What to produce
Below is a listing to transcribe in full and exactly; keep the pictures out.

Records for this task
────────────────────

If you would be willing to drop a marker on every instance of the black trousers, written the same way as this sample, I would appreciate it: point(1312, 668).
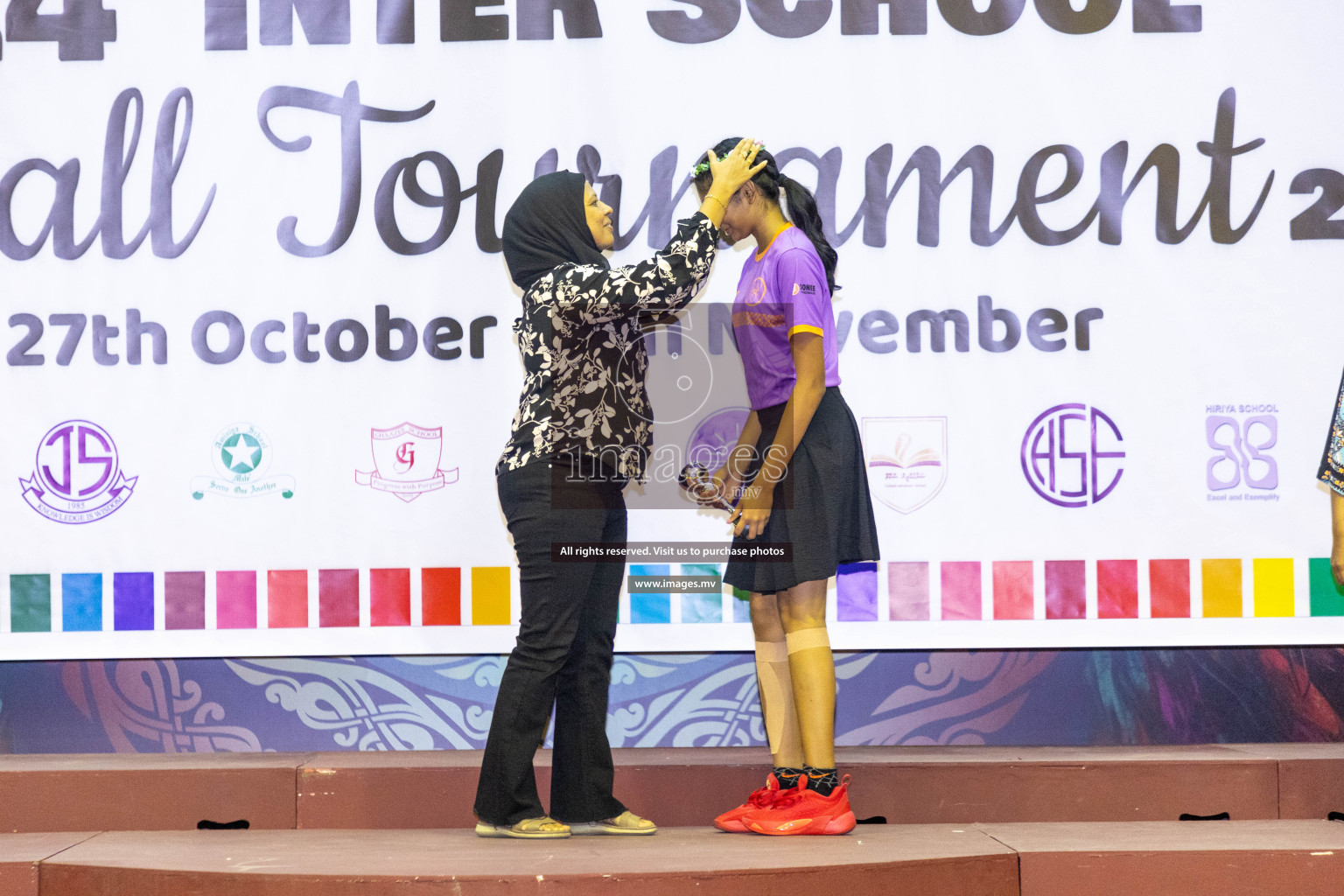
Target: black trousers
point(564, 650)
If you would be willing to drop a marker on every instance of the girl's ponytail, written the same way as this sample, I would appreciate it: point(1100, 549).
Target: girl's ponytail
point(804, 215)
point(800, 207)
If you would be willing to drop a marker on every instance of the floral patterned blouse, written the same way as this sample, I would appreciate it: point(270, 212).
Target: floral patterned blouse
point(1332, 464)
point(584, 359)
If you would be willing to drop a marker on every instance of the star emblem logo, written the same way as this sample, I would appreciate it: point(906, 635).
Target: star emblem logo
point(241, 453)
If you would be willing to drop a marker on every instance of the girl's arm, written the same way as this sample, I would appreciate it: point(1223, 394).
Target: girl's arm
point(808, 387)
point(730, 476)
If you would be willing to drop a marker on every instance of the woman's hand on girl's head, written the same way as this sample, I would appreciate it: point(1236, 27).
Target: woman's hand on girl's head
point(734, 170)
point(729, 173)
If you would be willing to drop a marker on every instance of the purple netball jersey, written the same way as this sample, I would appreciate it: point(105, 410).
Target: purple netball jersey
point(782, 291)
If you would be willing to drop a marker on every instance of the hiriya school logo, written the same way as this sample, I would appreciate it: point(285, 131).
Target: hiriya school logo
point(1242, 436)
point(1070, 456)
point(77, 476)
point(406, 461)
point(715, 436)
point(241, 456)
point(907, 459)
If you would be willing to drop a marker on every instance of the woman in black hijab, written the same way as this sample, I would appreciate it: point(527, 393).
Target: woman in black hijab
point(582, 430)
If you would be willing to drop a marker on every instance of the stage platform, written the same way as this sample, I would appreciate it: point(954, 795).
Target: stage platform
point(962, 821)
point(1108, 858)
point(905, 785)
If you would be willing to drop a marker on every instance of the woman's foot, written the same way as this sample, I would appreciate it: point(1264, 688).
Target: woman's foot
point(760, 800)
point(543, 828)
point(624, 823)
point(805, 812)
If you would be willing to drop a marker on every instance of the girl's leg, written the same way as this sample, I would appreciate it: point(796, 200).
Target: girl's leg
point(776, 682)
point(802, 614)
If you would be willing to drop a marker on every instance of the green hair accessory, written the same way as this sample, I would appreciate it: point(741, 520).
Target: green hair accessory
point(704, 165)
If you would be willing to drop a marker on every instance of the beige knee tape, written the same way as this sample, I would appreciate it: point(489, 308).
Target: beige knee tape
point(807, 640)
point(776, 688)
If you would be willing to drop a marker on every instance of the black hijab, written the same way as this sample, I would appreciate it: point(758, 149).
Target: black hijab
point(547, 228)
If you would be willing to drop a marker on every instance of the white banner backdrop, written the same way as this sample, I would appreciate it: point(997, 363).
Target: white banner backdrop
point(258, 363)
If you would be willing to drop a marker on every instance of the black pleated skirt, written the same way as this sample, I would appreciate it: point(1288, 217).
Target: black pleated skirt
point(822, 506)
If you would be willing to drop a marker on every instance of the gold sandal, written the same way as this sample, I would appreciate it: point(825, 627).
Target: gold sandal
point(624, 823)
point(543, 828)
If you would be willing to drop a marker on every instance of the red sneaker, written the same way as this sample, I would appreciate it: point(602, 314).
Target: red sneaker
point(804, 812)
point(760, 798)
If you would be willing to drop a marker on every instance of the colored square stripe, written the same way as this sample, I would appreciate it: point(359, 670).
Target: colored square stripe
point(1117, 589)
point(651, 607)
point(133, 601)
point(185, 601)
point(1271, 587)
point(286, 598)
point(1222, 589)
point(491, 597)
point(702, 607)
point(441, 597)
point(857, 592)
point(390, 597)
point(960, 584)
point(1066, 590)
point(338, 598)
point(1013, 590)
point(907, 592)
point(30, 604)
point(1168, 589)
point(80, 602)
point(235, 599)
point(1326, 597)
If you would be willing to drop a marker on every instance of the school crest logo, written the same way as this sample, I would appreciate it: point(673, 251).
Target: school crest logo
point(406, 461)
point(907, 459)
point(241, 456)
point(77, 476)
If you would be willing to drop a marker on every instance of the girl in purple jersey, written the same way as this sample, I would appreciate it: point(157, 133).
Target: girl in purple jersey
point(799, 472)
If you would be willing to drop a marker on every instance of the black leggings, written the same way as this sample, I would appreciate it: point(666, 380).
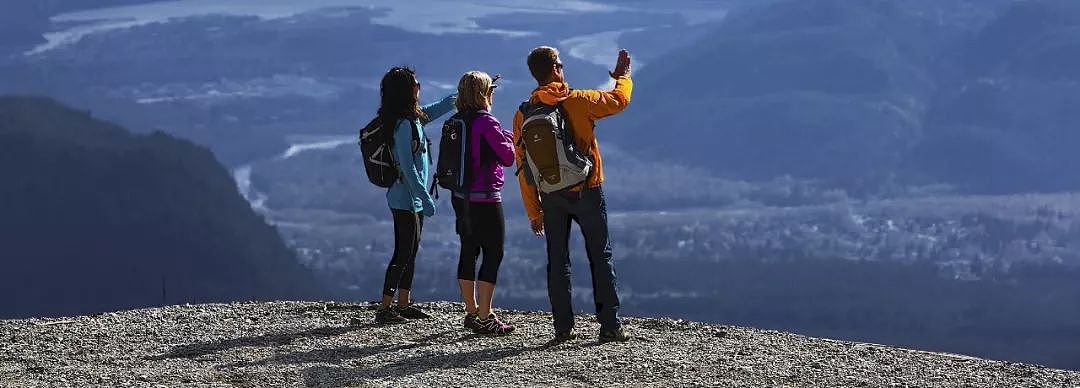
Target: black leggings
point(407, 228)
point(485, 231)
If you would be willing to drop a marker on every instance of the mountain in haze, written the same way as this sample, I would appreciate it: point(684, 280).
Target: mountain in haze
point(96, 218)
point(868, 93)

────────────────────

Exercise result
If you would be willing to drop a marker on every instance of the black trousers, written the same way as this sample, I would appreciate it: point(1312, 668).
Target: black trousers
point(564, 650)
If you would be willing to drop a marker on every instance of the girl's ponytail, written the same way as this sample, I would appreciate it: point(1100, 549).
Target: girl's ponytail
point(804, 215)
point(800, 207)
If you would be willing to drop a marker on every instance of the floral patterned blouse, written the same way as this sample, I would appreciate it: point(270, 212).
Target: floral patterned blouse
point(1332, 464)
point(584, 359)
If you would be willing to drop a marker on every instance of the star emblem logo, written the same way as this sample, I would appreciate it: point(906, 635).
Target: star emblem logo
point(241, 453)
If you would be willing to drop a marker on every instance of the girl's arm, written the same way as this sample, I would appreciate it: point(1223, 394).
Target: girl's arm
point(808, 387)
point(730, 476)
If you would be willing to drop a marker on every instance of the woman's hand on girl's head, written the same way as this sample, I would appreciate it: point(1236, 27).
Target: woman's hand on girl's head
point(734, 170)
point(729, 173)
If you would be willing to drop a marker on every instance of the purple netball jersey, written the same way as this sample, I would appreciate it: point(105, 410).
Target: purple netball jersey
point(782, 291)
If you would be willing to drop a marker on every instance of the hiriya school logo, written the same way as this sample, I would appreciate it: point(285, 131).
Target: hiriya school logo
point(1242, 436)
point(1070, 456)
point(77, 476)
point(406, 461)
point(715, 436)
point(241, 456)
point(907, 459)
If you would be willing to drop a marker on every instance of the woman in black hijab, written the same way as this sample, I would appreciate it: point(527, 393).
Target: woman in black hijab
point(582, 430)
If you would be willing to drop a marker on every instance of the stage platform, written the same way as this sample, I would appreciate it: point(954, 795).
Target: stage platform
point(962, 821)
point(1108, 858)
point(905, 785)
If you would be willing to drop a marker on every instance of the woman's foot, written the same way as this sample, I would appreciate it: point(1264, 688).
Target: woman's foot
point(760, 800)
point(543, 828)
point(624, 823)
point(805, 812)
If you would be willing to drop a marker on every instance of the girl's leg, written the same way as this sample, I would appreciate it: point(796, 200).
Target: girl's leg
point(776, 682)
point(802, 614)
If you would be willing to drop a marker on every instance of the green hair accessory, written the same way as this sample, I would appreciate it: point(741, 520).
Target: green hair accessory
point(704, 165)
If you would be willing to drop a marker on every instance of the beige knee tape, written the same way as this sample, I would appreciate it: point(489, 308).
Target: beige knee tape
point(807, 640)
point(776, 688)
If you would be willing to drop a marker on every instance of the black hijab, written the same way as this sample, I would appreciate it: point(758, 149).
Target: black hijab
point(547, 228)
If you would be willing to drop a marker on every instance of the white banner backdrop, written the same way as this sample, I would appreciate it: point(997, 363).
Target: white banner backdrop
point(258, 363)
If you would be willing to drop a marker on every instance of the black pleated skirt, written the same way as this sample, I would appreciate it: point(1288, 217).
Target: black pleated skirt
point(822, 506)
If you would be willing to drop a marker on every instance of the gold sandal, written the same way as this sample, I would appreciate it: point(825, 627).
Target: gold sandal
point(624, 823)
point(543, 828)
If you would be willing to drop a marker on every instance of the red sneaker, written the same way as this sample, I would appreciate it: point(602, 314).
Target: red sneaker
point(804, 812)
point(760, 798)
If you would be willing to drop a marker on every instance of the colored square stripe, written the same way as this sample, I would appreciate it: point(359, 670).
Target: colored square stripe
point(1117, 589)
point(651, 607)
point(133, 601)
point(185, 601)
point(1271, 587)
point(286, 598)
point(1222, 589)
point(491, 597)
point(702, 607)
point(441, 597)
point(857, 592)
point(390, 597)
point(960, 584)
point(1066, 590)
point(338, 598)
point(1013, 590)
point(907, 592)
point(30, 604)
point(1168, 589)
point(80, 602)
point(235, 599)
point(1326, 597)
If you would be willing to drop a marker on every instance of the school crest logo, written the same way as this sample, I would appreciate it: point(673, 251).
Target: school crest logo
point(406, 461)
point(907, 459)
point(241, 456)
point(77, 476)
If you would be willing to drop a marker on every instance of the girl in purple jersey, written the same way as this sample, I would appreciate it: point(157, 133).
Target: girl in purple jersey
point(799, 472)
If you would be willing to drop a marker on every instance of the black leggings, written the same way as this sample, I would appreciate it: point(666, 380).
Target: black leggings
point(407, 228)
point(485, 231)
If you would be willing to drop a marker on every instance of the mountain in haze, written the same way as this sample, I would appreciate it: point(684, 280).
Target: mountain in haze
point(96, 218)
point(868, 93)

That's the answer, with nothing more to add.